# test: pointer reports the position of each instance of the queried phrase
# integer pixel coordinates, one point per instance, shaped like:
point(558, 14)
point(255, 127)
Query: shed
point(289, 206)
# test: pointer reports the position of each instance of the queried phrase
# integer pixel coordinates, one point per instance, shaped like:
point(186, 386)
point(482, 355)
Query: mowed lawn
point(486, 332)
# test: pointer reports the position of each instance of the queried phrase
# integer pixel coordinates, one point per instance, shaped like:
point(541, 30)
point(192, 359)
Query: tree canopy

• • • • •

» About this task
Everything from the line containing "Query: mowed lawn" through the end of the entries above should be retyped exactly, and nothing else.

» Answer box
Query: mowed lawn
point(486, 332)
# test: pointer reports the position of each instance of the queried phrase
# integer pixel coordinates, one point per instance, shaped like:
point(541, 30)
point(192, 359)
Query: tree canopy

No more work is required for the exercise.